*Exercise A*. Decide whether each statement agrees with the Beppe Wolgers text, answering yes or no and quoting the deciding words of the text exactly: (i) Wolgers attended Germantown Friends School from 1947 to 1948. (ii) Wolgers sang Baloo's songs in The Jungle Book. (iii) Wolgers died in Stockholm.
*Exercise B*.
Answer these questions from the Beppe Wolgers text:
(i) At which newspaper was Wolgers a journalist?
(ii) In what year did Wolgers and his son star in Dunderklumpen?
(iii) How many children did Wolgers and Kerstin Dunér have?
*Exercise C*. Output the part of the Beppe Wolgers text starting at "Swedish actor (1928–1986)" and ending at "1960 to 1961.".

*Extract to read*.
○ ○ ○ ○ ○ ○ ○

Swedish actor (1928–1986)

John Bertil "Beppe" Wolgers (10 November 1928 – 6 August 1986) was a Swedish author, poet, translator, lyricist, actor, entertainer and artist.

==Career==
Wolgers was born in Stockholm, Sweden and was the son of forest ranger John Wolgers and Gerda (née Korsgren). He attended Germantown Friends School in Philadelphia, United States from 1947 to 1948 and Poppius journalistskola and Otte Skölds målarskola from 1946 to 1947. Wolgers was a journalist at Stockholms-Tidningen from 1960 to 1961.

Wolgers had also exhibits together with Ernfrid Bogstedt.

He wrote about a thousand songs and specialized in putting Swedish lyrics to foreign tunes like "Walkin' My Baby Back Home", "Waltz for Debby", "Dat Dere", "Eleanor Rigby", "Take Five" and "Bachianas brasileiras" no 5. He also made several books and films for children, and did a famous series as a slightly crazy goodnight story teller for children in Swedish television 1968–1974 and, as notable, the father of Pippi Longstocking in the 1969 TV series. In 1974, Wolgers and his son, Jens Wolgers, stared together in the Swedish family film, Dunderklumpen. He was also a voice actor, who voiced many characters from the Disney movies including Baloo from The Jungle Book with the exception of the songs. He died in Östersund from a peptic ulcer.

==Personal life==
Wolgers was married to Kerstin Dunér (born 1932), the daughter of radio inspector Osborn Dunér and his wife. They had four children.

○ ○ ○ ○ ○ ○ ○

Rows drawn from a dataset
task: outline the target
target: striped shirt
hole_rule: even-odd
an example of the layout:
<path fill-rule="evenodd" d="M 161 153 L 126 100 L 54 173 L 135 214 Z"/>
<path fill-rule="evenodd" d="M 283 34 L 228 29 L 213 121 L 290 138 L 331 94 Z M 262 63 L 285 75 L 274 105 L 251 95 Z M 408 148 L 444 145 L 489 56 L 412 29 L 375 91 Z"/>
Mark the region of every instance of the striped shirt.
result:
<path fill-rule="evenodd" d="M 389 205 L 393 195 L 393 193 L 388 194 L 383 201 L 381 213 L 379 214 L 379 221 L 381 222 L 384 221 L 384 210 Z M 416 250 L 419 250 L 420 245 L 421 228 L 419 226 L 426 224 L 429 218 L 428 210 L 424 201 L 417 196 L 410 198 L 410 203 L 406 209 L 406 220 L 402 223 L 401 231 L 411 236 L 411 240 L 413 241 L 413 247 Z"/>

○ ○ ○ ○ ○ ○ ○

*Task response A*.
(i) Yes: "He attended Germantown Friends School in Philadelphia, United States from 1947 to 1948"
(ii) No: "voiced many characters from the Disney movies including Baloo from The Jungle Book with the exception of the songs"
(iii) No: "He died in Östersund from a peptic ulcer."

*Task response B*.
(i) Stockholms-Tidningen
(ii) 1974
(iii) Four

*Task response C*.
Swedish actor (1928–1986)

John Bertil "Beppe" Wolgers (10 November 1928 – 6 August 1986) was a Swedish author, poet, translator, lyricist, actor, entertainer and artist.

==Career==
Wolgers was born in Stockholm, Sweden and was the son of forest ranger John Wolgers and Gerda (née Korsgren). He attended Germantown Friends School in Philadelphia, United States from 1947 to 1948 and Poppius journalistskola and Otte Skölds målarskola from 1946 to 1947. Wolgers was a journalist at Stockholms-Tidningen from 1960 to 1961.